_Exercise brief_.
Extend the post about the Herb Bermann interview, picking up right after its final line.

Don Van Vliet’s early writing partner found and interviewed

The Radar Station is very proud to present the first part of an extensive telephone interview with Don Van Vliet’s early writing partner, Herb Bermann.

This partnership has been such a mystery for the last four decades that many have postulated that he didn’t even exist. Herb Bermann would like to happily confirm that he does exist and has spoken exclusively to Derek Laskie about his work with Don Van Vliet.

Herb’s interview reveals a wealth of previously unpublished detail about the early history of Captain Beefheart and may well be the most historically significant item yet on for those trying to unravel the full story of the Magic Band and their music.

I hope you enjoy it, part two will be available VERY soon, many thanks to Derek and indeed to Mr Bermann himself for this fascinating insight.


  1. We’ve all heard about Herb Berman over the many years Of Captain Beefheart’s existence. We’d only ever heard of his credit on a couple or a few songs during Don’s tenure as the creative genius he was. Mike Barnes, in his galant biography of the Captain, wonders which elements of Don’s greatness may be remembered in the future. He boldly puts forth that it will be Don’s “poetry”, citing Safe as Milk as one of Don’s best poems. They’re all still gonna wish they’d gone wow.
    Don’t follow this blogging much – first time

  2. This man derserves his own documentary.

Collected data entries
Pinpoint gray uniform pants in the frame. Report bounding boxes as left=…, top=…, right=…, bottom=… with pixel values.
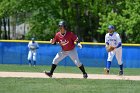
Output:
left=52, top=48, right=82, bottom=67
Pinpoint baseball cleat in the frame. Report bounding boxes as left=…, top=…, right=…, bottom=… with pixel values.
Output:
left=83, top=73, right=88, bottom=79
left=104, top=68, right=109, bottom=75
left=45, top=71, right=52, bottom=77
left=119, top=70, right=123, bottom=76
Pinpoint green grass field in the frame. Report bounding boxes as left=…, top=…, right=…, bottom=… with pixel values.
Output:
left=0, top=65, right=140, bottom=93
left=0, top=64, right=140, bottom=75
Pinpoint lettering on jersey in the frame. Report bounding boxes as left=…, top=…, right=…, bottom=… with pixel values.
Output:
left=60, top=39, right=69, bottom=46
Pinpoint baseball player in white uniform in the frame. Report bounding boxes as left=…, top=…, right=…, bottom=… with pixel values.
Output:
left=28, top=38, right=39, bottom=66
left=104, top=25, right=123, bottom=75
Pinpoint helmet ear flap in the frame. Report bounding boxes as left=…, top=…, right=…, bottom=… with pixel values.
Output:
left=59, top=21, right=66, bottom=27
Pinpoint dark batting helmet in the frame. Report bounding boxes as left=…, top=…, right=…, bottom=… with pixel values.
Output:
left=108, top=25, right=115, bottom=29
left=59, top=21, right=66, bottom=27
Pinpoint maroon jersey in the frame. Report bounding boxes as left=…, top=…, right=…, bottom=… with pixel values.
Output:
left=54, top=31, right=77, bottom=51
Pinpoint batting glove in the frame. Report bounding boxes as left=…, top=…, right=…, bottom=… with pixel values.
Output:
left=77, top=43, right=82, bottom=49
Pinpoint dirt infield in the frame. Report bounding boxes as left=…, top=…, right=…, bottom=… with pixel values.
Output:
left=0, top=72, right=140, bottom=80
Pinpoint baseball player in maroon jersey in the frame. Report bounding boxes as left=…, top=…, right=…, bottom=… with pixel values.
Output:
left=45, top=21, right=88, bottom=78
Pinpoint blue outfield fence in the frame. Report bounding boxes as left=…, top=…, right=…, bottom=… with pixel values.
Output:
left=0, top=40, right=140, bottom=68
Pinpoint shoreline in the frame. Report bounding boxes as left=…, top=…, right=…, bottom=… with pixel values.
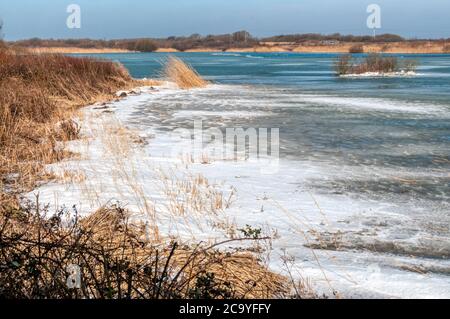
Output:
left=29, top=42, right=450, bottom=54
left=27, top=85, right=450, bottom=298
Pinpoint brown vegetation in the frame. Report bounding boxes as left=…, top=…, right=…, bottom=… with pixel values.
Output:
left=335, top=53, right=417, bottom=75
left=9, top=31, right=448, bottom=53
left=0, top=45, right=133, bottom=205
left=163, top=56, right=208, bottom=89
left=0, top=205, right=289, bottom=299
left=0, top=45, right=292, bottom=299
left=348, top=44, right=364, bottom=53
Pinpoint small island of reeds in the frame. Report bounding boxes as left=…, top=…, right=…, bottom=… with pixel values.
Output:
left=334, top=53, right=417, bottom=76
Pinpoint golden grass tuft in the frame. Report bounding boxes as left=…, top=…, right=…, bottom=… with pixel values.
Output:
left=0, top=48, right=136, bottom=200
left=163, top=56, right=208, bottom=90
left=0, top=203, right=288, bottom=299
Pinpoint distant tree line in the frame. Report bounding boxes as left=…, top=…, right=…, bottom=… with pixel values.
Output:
left=9, top=31, right=450, bottom=52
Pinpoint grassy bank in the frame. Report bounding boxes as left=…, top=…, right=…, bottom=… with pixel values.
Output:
left=0, top=49, right=134, bottom=205
left=0, top=48, right=300, bottom=299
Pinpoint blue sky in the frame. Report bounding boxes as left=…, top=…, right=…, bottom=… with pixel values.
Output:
left=0, top=0, right=450, bottom=40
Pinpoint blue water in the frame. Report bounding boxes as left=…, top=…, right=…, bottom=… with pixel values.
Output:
left=75, top=53, right=450, bottom=202
left=74, top=53, right=450, bottom=295
left=75, top=53, right=450, bottom=103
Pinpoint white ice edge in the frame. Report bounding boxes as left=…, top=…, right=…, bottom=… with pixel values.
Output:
left=28, top=83, right=450, bottom=298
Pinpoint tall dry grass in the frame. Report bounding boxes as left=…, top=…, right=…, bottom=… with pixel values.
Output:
left=0, top=48, right=133, bottom=202
left=334, top=53, right=417, bottom=75
left=0, top=205, right=288, bottom=299
left=162, top=56, right=208, bottom=89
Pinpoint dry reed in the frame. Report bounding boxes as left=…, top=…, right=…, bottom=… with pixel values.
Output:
left=163, top=56, right=208, bottom=89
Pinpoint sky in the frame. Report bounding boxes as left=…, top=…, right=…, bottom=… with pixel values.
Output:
left=0, top=0, right=450, bottom=40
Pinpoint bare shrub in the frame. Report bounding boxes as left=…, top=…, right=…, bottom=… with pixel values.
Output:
left=0, top=202, right=287, bottom=299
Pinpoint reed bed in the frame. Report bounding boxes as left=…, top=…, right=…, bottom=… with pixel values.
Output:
left=0, top=48, right=135, bottom=202
left=162, top=56, right=208, bottom=90
left=334, top=53, right=417, bottom=75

_Reply_.
  3. What a cracking wee interview. Can’t wait for part two.

  4. Wow! What a great read! Part 2 is eagerly awaited!

  5. Abba Zaba does really stand out as different to the rest of the songs on Safe as Milk. And Owed t’ Alex is very different to the rest of the songs on Shiny Beast. And there’s just no way that Don didn’t write the words to Dirty Blue Gene – this is one of Don’s best, Mike.
    See yas later

  6. dont worry too much about the lost “Safe As Milk” novel. The whole ‘I wrote it, it was incredible but it was destroyed’ is the writer’s equivalent to ‘my dog ate my homework’.
    No offence to Mr. Bermann. It just always makes me chuckle when I hear these stories of lost novels.

  7. Excellent interview. The last paragraph is simply touching.

  8. How could have Herb been such a mystery when he was named on the LP cover of Neil Young’s “after the goldrush”??